I greatly enjoy Clancy's other books, but this book is a very bad read. You may call the dialog in this book reality, but I can do without it in my pleasure reading.

Rating: 1 stars
Summary: Tom Clancy's worst
Review: I'm a big Tom Clancy fan and when I did see his latest book "The Bear and the Dragon" I couldn't wait to buy and read it. Looking back at it, this is my worst buy ever. I live myself in Asia (as a European) and really, Tom Clancy should have stayed out of Asia, because his views of Asia are biased, racist and simply WRONG. Besides this, the book is just never really starting of and very dreadful. I expected much better from Tom Clancy..

Rating: 3 stars
Summary: Bear Up, He's Dragon This Out To A Thousand Pages
Review: In over 1000 pages Tom Clancy gives us a simplistic,an un- realistic view of international relations and conflict. As an entertainment it is first rate (although too long). Filled with action from the first page to the last, it is typical of what readers have come to expect from this revered author. Don't however expect this book to expand your understanding of international relations or American politics. In this respect the author has, very seriously, dropped the ball. Read it to be entertained, not educated.
──────
→ **What you need to do**:
Continue the reader reviews of Tom Clancy's "The Bear and the Dragon" from the point where they end.
──────
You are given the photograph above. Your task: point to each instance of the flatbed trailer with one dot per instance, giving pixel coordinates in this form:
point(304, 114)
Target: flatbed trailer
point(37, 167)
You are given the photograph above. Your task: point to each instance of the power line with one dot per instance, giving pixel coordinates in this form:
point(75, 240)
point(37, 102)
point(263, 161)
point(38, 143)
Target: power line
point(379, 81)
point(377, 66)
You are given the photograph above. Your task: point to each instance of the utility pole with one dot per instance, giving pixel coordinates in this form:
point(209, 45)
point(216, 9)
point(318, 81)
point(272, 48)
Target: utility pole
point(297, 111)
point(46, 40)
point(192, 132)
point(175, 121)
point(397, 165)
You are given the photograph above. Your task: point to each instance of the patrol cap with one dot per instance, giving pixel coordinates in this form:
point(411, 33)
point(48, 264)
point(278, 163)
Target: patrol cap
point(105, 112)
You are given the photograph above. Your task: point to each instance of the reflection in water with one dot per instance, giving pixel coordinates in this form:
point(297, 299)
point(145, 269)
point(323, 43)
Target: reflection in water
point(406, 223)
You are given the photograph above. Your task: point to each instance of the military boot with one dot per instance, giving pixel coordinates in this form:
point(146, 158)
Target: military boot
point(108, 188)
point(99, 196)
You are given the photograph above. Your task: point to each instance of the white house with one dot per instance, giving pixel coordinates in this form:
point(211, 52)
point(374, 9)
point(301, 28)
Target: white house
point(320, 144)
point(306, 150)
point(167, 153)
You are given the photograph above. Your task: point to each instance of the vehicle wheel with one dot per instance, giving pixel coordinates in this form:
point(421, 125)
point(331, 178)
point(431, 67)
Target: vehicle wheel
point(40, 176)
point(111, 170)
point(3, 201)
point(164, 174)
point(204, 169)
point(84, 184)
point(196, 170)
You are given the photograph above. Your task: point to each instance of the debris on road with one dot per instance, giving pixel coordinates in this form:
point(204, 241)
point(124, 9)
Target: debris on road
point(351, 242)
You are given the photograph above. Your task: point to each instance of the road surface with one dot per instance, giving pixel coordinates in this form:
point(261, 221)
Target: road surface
──────
→ **Result**:
Rating: 1 stars
Summary: TC should go back to his old day job
Review: Long time TC fan here. I have to say his work has been slipping for some time. His latest book is not only boring, it is long and boring. TC needs let Jack Ryan and all of his friends die off and start a new setting w/ new characters... or go back to his old day job. Where will Jack be next if TC is allowed to continue, president of the world?

Getting back to the story, it lacks the depth and intrigue of his earlier works like Red October, etc. The plot and characters are extremely transparent. I think at this point TC is putting out a poor story and living off his repuation from past works.

I would not recommend this book to former or new TC readers. If you do want to read this book, save yourself some $$ and wait for people like me to dump our hardcover books off at the second hand book stores!

-Lee (a former big time TC fan)

Rating: 3 stars
Summary: Very slow up to page 300 or so
Review: Tom Clancy likes to write them thick (1028 pages) this one is very slow up to about page 350 or so then gets pretty good. The ending takes up only one short chapter though and I would like the excitement to last a little longer.

Rating: 4 stars
Summary: Slower moving than previous work, but good
Review: A well written, but somewhat slow moving book compared to past efforts. This one is far more concerned with the internal workings of power than with the trappings of a "techno-thriller" i.e. long descriptions of weapons and combat actions. Only twords the last thrid of the book does Clancy really get going, but it's still a very invloving story. Jack Ryan for president in 2004 folks, he's be better than the shlub's we have running now

Rating: 2 stars
Summary: Clancy's Cosmology
Review: The line between Jack Ryan and Tom Clancy is becoming thinner and Ryan is the one who suffers. This is not a techno-thriller of the type Clancy invented. It is more like a tour of the Cosmos with the guide's observations about how things would be better if he and Jack were in charge.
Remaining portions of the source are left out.